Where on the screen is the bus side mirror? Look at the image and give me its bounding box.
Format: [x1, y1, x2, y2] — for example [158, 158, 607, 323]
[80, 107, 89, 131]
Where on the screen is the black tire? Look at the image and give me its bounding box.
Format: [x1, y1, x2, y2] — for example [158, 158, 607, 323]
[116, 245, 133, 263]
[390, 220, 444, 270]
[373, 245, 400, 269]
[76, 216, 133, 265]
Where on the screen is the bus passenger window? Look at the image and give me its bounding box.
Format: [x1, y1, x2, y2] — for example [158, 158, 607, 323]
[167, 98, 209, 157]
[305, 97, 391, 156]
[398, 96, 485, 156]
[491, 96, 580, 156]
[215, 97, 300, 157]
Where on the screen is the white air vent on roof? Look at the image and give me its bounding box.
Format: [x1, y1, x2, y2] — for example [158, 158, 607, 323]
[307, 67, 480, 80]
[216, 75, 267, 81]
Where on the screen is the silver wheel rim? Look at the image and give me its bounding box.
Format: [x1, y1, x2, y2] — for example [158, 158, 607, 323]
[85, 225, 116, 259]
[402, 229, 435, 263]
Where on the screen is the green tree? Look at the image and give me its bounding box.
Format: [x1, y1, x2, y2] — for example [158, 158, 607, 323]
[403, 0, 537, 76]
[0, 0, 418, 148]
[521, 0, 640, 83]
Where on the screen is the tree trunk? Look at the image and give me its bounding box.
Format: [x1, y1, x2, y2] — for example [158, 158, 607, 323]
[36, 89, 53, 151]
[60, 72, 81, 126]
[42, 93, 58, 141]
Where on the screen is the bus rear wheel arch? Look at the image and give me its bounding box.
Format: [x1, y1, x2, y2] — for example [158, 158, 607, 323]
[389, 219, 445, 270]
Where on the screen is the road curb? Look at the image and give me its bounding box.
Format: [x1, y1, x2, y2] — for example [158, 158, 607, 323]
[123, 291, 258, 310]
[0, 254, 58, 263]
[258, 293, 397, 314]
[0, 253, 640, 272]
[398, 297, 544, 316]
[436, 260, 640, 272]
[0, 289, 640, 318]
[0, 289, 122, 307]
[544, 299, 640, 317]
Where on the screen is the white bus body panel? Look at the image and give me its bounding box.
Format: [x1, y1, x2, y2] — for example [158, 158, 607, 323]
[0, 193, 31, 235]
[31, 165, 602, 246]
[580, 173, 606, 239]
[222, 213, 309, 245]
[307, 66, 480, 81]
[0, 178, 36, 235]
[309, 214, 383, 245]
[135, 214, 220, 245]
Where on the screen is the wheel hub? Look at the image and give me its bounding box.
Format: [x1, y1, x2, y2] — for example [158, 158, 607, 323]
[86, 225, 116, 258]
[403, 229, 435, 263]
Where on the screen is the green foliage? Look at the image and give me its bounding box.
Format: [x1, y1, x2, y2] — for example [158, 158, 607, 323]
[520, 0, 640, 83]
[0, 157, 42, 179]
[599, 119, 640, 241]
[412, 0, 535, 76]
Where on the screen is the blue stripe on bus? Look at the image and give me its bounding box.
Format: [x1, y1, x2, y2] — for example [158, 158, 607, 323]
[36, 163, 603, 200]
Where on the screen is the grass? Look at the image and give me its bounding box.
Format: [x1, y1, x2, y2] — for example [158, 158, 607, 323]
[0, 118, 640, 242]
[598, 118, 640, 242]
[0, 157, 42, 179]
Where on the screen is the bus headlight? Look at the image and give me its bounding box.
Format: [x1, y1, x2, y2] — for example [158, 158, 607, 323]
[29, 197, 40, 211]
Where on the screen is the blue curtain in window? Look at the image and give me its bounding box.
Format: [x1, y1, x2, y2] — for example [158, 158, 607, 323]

**Task directions**.
Rewrite all of the entries above, replacing each occurrence of "bounding box" with "box coordinates" and leaving every other word as it is.

**Answer for the task**.
Where on the screen is the bus side mirror? Look at the image and give me its box coordinates.
Format: [x1, y1, x2, y2] — for example [158, 158, 607, 323]
[80, 107, 89, 131]
Where on the screen is the black tire? Look at the image and give me its box coordinates.
Format: [x1, y1, x2, y2] — for example [158, 158, 607, 323]
[116, 245, 133, 263]
[390, 220, 444, 270]
[373, 245, 400, 269]
[76, 216, 133, 265]
Where on the screen is the bus passenger window? Look at the image and give me its box coordinates.
Format: [x1, y1, x2, y2] — for example [158, 158, 607, 323]
[167, 98, 209, 157]
[305, 97, 391, 156]
[398, 96, 485, 156]
[491, 96, 580, 156]
[215, 97, 300, 157]
Where on the screen is the white air vent on roof? Look at the image and give me its box coordinates.
Format: [x1, y1, x2, y2] — for example [158, 158, 607, 323]
[307, 67, 480, 80]
[216, 75, 267, 81]
Where on the screen is the silver wheel rim? Look at the image and give me its box coordinates.
Format: [x1, y1, x2, y2] — for example [158, 158, 607, 323]
[85, 225, 116, 259]
[402, 229, 435, 263]
Where on the screen is the green tree? Look at the image and give me its box coordinates.
Format: [x1, y1, x2, y2] — for example [158, 158, 607, 323]
[403, 0, 537, 76]
[0, 0, 418, 148]
[521, 0, 640, 83]
Where on the screen is the tree trunk? Look at the image and give me its box coordinates.
Format: [x1, y1, x2, y2] — for example [158, 158, 607, 323]
[36, 89, 53, 151]
[60, 72, 81, 126]
[42, 93, 58, 141]
Where on the screen is the bus rear wheel arch? Look at the image and give me its box coordinates.
Format: [x1, y1, x2, y2] — for example [158, 158, 607, 323]
[389, 219, 445, 270]
Where on the screen is the road curb? Look at the image and give me its box coordinates.
Format: [x1, y1, x2, y2] — for example [158, 158, 607, 323]
[123, 291, 258, 310]
[0, 254, 58, 263]
[258, 293, 397, 314]
[0, 253, 640, 272]
[398, 297, 544, 316]
[436, 260, 640, 272]
[0, 289, 640, 318]
[0, 289, 122, 307]
[544, 299, 640, 317]
Where on the screen is the white bus body panel? Look at the image and give me its box coordinates.
Format: [x1, y1, x2, y2] — for example [158, 158, 607, 323]
[0, 193, 31, 235]
[31, 165, 602, 246]
[580, 173, 606, 239]
[222, 213, 309, 245]
[307, 66, 480, 81]
[0, 178, 36, 235]
[309, 214, 383, 245]
[135, 214, 220, 245]
Where on the screen is the wheel hub? Look at the image and give me its box coordinates.
Format: [x1, y1, x2, y2] — for example [158, 158, 607, 323]
[86, 225, 116, 258]
[403, 229, 435, 263]
Where on the screen is the green foliage? Look at the image and give me its box coordinates.
Format: [x1, y1, x2, y2] — for example [158, 158, 607, 323]
[520, 0, 640, 83]
[0, 157, 42, 179]
[599, 119, 640, 241]
[412, 0, 535, 76]
Where on the screen is the blue stripe on bus? Look at the image and give me its box coordinates.
Format: [x1, y1, x2, y2] — for example [158, 158, 607, 323]
[36, 163, 603, 200]
Where on the screen is the grass? Look at the image and give me its box coordinates.
Format: [x1, y1, x2, y2] — for example [158, 158, 607, 323]
[0, 118, 640, 242]
[598, 118, 640, 242]
[0, 157, 42, 179]
Where on the screen is the bus headlight? Look at the image and give me its box coordinates.
Format: [x1, y1, x2, y2] — for example [158, 158, 607, 323]
[29, 197, 40, 211]
Where on the screen is the blue curtain in window? Look at the image and give me its box coordinates.
Format: [x1, y1, x2, y2] — for example [158, 158, 607, 323]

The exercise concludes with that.